(Text for analysis)

Brocklehurst: Serjeant Frederic Heathcote (527461)

1st London Sanitary Section, Royal Army Medical Corps

Although there are significant gaps in our knowledge of Frederic Brocklehurst’s military career, he appears to have been an educated man, who served for a large part of the war.

Frederic Heathcote Brocklehurst was born at Eton, near Slough, in the latter part of 1891. His parents were Frank Brocklehurst (1863-1921) and his wife Jesse (née Seymour). Jesse was born in 1867 but died just under the age of thirty in 1896. Frederic had two siblings, a sister, Jesse May (born 1892) and a brother, Frank Seymour, who was born in 1896 and died in the year following. It is possible that Jesse Brocklehurst died in childbirth. Frank and Jesse had married in 1899.

It has not proved possible to locate any of the surviving Brocklehurst’s in the 1901 Census. In that of 1911 Frank is living at 8 Ashcroft Road, Cirencester, as a widower employed as a foreman letter press printer. At this time Frederic (aged 19) was living at 23 Wellington Street, Slough, as a student, lodging with his maternal grandfather, John Brown Seymour.

Frederic is listed in the University of London Student Records 1836-1945 (published on the Ancestry website) as becoming a Private in the Royal Army Medical Corps (RAMC).

No Army Service or Pension records appear to have survived for Frederic. According to the CWGC Register he joined the RAMC and served with the 1st London Sanitary Section. We know from his Medal Index Card that he was originally assigned the number 497 and that he first went abroad, to the Western Front, on 29 May 1915. His low service number and relatively early date of his posting abroad are both indicators that he was an early volunteer for the Army and as such may have chosen to serve in the RAMC. We also know that he joined as a member of the Territorial Force (TF). According to Soldiers Died in the Great War, he enlisted at Chelsea. Possibly his university studies were connected with medicine but this is an area which would require specific enquiry to the University of London.

According to a posting on the Long, Long Trail website, the 1st London Sanitary Section was an experimental TF unit, formed in 1908 and based at the Duke of York’s Barrack in Chelsea. The RAMC Sanitary Sections (SS) first went abroad, to the various theatres of war, in early to mid-1915 and worked in conjunction with Field Ambulances. They did not come under direct Corps or Army control until March 1917. This was when all personnel serving in TF were allocated new six digit numbers and Frederic’s became 527461. SS units were small, usually around 25 men, commanded by a Lieutenant or Second Lieutenant, with two Serjeants, two Corporals and 20 or so Privates. It must be a reflection of Frederic’s capabilities that he saw promotion to Acting Serjeant. Each man in the unit had expertise in sanitary inspection, architecture, engineering and building.

(Tasks to perform)
1. Please reproduce the passage of the text on Frederic Brocklehurst starting with "No Army Service" and going on through "University of London.".
2. According to the text on Frederic Brocklehurst, on what date did he first go abroad to the Western Front?
None of the items are needed for this work.

[Referring expression data based on photos]
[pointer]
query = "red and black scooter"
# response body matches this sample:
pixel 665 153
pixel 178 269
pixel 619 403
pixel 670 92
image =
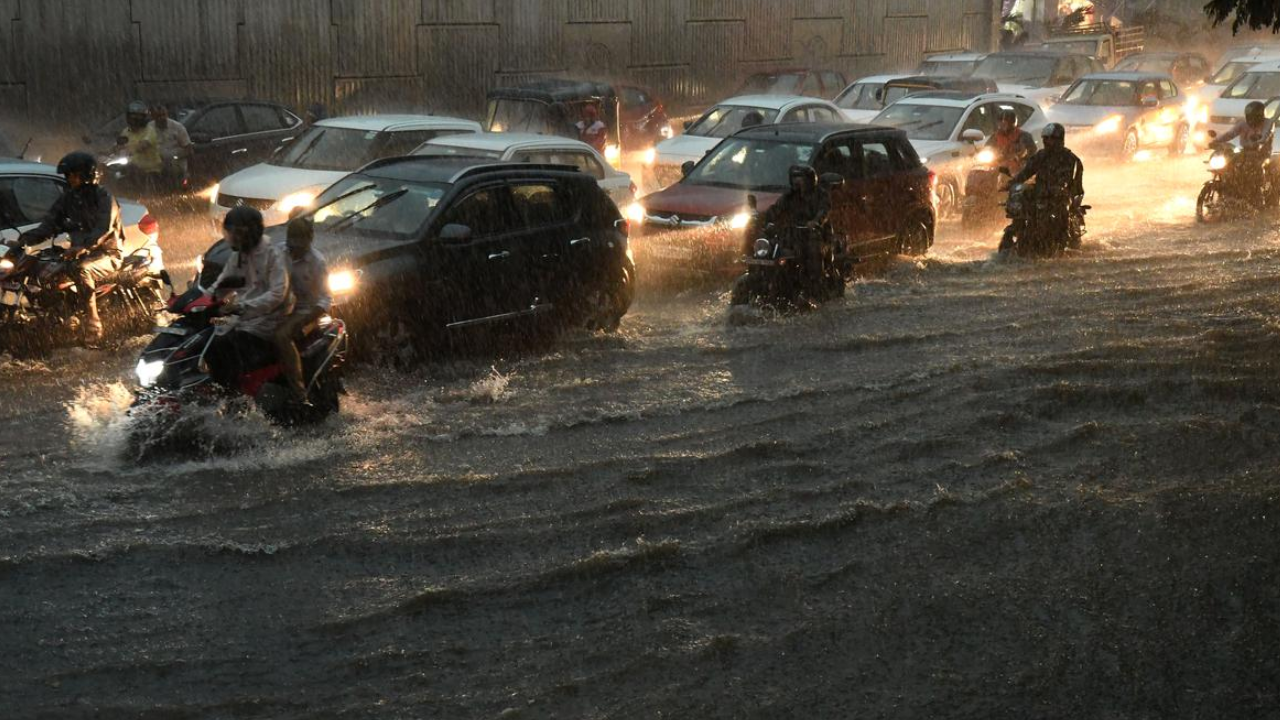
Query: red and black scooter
pixel 172 372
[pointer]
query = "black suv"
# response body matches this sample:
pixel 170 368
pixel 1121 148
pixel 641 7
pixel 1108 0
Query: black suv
pixel 883 205
pixel 447 244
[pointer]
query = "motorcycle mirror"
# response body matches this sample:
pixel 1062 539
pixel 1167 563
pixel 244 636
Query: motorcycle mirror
pixel 455 232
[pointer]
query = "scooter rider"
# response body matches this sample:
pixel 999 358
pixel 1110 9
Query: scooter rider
pixel 87 213
pixel 1013 145
pixel 309 278
pixel 261 302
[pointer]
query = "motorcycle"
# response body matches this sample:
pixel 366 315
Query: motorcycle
pixel 791 268
pixel 37 290
pixel 1240 182
pixel 1043 223
pixel 172 372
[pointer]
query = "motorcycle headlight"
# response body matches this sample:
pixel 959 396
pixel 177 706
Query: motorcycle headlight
pixel 343 282
pixel 149 372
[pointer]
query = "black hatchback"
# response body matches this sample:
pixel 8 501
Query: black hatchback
pixel 439 245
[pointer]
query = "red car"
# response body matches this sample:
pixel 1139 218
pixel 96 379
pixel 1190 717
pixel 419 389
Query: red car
pixel 885 204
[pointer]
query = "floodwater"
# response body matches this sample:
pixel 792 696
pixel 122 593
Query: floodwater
pixel 973 488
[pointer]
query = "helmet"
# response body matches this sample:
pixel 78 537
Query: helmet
pixel 1255 113
pixel 80 163
pixel 245 222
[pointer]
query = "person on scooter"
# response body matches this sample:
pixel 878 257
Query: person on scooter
pixel 87 213
pixel 140 145
pixel 1013 145
pixel 309 278
pixel 261 274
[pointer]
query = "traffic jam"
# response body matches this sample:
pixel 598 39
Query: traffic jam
pixel 371 238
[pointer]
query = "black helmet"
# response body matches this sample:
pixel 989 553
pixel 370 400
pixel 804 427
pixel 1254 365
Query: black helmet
pixel 1255 113
pixel 246 222
pixel 80 163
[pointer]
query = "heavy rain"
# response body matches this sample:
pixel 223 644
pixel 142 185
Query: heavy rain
pixel 657 359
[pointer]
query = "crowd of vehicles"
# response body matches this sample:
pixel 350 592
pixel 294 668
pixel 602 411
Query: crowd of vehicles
pixel 533 218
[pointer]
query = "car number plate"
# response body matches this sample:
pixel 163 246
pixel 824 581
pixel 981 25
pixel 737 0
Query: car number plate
pixel 668 253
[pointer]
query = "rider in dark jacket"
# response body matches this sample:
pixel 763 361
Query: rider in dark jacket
pixel 87 213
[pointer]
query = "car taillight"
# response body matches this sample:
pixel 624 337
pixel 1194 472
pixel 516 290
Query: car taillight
pixel 149 226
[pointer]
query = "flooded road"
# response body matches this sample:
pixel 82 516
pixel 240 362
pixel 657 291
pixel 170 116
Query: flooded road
pixel 973 488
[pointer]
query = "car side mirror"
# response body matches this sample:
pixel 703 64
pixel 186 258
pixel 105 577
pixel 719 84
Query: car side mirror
pixel 455 232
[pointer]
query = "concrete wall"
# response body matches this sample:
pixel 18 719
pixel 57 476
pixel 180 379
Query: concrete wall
pixel 77 58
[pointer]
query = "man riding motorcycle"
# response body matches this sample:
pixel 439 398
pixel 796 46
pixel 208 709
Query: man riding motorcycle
pixel 1011 144
pixel 263 301
pixel 87 213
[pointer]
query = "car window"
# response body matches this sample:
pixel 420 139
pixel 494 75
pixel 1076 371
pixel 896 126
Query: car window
pixel 219 122
pixel 484 212
pixel 539 205
pixel 24 201
pixel 261 118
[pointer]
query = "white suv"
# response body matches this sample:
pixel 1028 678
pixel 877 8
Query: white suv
pixel 529 147
pixel 324 154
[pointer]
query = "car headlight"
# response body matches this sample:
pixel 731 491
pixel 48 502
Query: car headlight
pixel 1109 126
pixel 292 203
pixel 343 282
pixel 149 372
pixel 636 213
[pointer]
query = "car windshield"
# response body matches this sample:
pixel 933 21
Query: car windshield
pixel 1018 69
pixel 771 83
pixel 1253 86
pixel 379 208
pixel 330 149
pixel 750 164
pixel 725 121
pixel 1104 92
pixel 433 150
pixel 920 122
pixel 860 96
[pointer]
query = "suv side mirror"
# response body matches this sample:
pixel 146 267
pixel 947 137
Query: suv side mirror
pixel 455 232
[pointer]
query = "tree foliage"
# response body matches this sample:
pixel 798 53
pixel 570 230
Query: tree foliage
pixel 1255 14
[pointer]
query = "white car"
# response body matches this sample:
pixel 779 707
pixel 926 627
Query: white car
pixel 949 128
pixel 529 147
pixel 324 154
pixel 725 119
pixel 864 99
pixel 1261 82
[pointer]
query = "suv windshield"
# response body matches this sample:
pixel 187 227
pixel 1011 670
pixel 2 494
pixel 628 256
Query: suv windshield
pixel 1109 92
pixel 725 121
pixel 920 122
pixel 750 164
pixel 382 208
pixel 330 149
pixel 1255 86
pixel 1018 69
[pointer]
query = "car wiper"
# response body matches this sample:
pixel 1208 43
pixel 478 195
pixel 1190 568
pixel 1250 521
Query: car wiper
pixel 356 217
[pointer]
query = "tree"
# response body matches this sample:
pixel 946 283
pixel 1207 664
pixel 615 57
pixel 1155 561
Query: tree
pixel 1255 14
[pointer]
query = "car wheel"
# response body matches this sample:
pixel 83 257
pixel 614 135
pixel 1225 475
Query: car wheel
pixel 1129 150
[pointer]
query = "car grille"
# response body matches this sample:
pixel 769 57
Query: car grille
pixel 233 201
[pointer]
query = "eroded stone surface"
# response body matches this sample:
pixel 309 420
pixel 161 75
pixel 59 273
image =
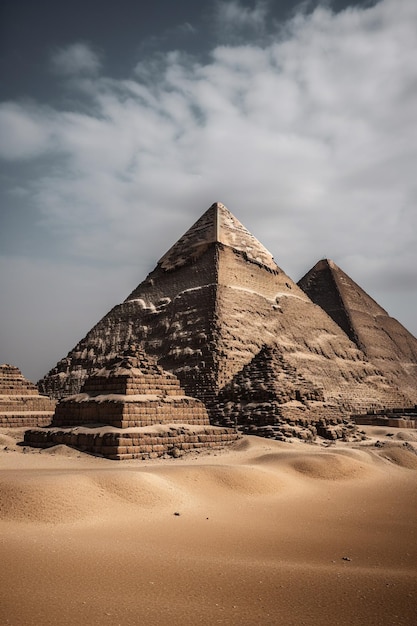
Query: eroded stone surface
pixel 215 300
pixel 20 402
pixel 382 338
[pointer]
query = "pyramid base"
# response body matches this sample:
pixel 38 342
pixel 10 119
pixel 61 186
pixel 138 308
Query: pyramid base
pixel 392 418
pixel 134 443
pixel 25 419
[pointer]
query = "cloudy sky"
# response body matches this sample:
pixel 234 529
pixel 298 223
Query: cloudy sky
pixel 121 123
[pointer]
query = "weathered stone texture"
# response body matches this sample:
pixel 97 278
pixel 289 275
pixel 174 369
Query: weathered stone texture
pixel 380 337
pixel 212 304
pixel 132 391
pixel 20 402
pixel 127 396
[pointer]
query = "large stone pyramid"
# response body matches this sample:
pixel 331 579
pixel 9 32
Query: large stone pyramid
pixel 20 402
pixel 210 306
pixel 132 408
pixel 382 338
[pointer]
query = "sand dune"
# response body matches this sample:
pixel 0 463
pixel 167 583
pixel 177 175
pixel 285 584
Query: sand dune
pixel 265 533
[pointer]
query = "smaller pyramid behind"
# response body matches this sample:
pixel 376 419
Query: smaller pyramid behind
pixel 21 405
pixel 270 398
pixel 385 342
pixel 131 408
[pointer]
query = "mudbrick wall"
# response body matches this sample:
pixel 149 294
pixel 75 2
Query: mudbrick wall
pixel 211 305
pixel 380 337
pixel 136 443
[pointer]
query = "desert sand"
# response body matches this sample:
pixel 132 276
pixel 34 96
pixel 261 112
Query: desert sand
pixel 262 533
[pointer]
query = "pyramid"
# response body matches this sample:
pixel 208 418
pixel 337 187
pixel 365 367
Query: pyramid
pixel 269 397
pixel 382 338
pixel 130 391
pixel 212 303
pixel 20 402
pixel 131 408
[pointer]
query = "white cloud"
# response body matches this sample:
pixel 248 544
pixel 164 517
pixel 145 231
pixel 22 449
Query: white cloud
pixel 25 131
pixel 310 139
pixel 77 58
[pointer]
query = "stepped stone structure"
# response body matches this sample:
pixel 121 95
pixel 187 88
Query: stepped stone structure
pixel 211 312
pixel 20 401
pixel 382 338
pixel 127 396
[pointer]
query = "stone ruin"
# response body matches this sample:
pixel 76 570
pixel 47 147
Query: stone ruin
pixel 144 412
pixel 21 405
pixel 258 350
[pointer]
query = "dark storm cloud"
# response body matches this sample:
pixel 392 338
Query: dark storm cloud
pixel 308 136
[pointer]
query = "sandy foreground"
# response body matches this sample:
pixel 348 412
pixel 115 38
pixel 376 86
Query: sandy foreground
pixel 264 533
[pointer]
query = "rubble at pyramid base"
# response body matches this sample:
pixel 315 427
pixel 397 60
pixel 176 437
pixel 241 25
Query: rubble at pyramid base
pixel 397 417
pixel 261 353
pixel 132 409
pixel 135 443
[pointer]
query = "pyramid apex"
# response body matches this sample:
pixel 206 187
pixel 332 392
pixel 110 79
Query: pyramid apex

(Exercise solutions)
1.
No Army Service or Pension records appear to have survived for Frederic. According to the CWGC Register he joined the RAMC and served with the 1st London Sanitary Section. We know from his Medal Index Card that he was originally assigned the number 497 and that he first went abroad, to the Western Front, on 29 May 1915. His low service number and relatively early date of his posting abroad are both indicators that he was an early volunteer for the Army and as such may have chosen to serve in the RAMC. We also know that he joined as a member of the Territorial Force (TF). According to Soldiers Died in the Great War, he enlisted at Chelsea. Possibly his university studies were connected with medicine but this is an area which would require specific enquiry to the University of London.

2. 29 May 1915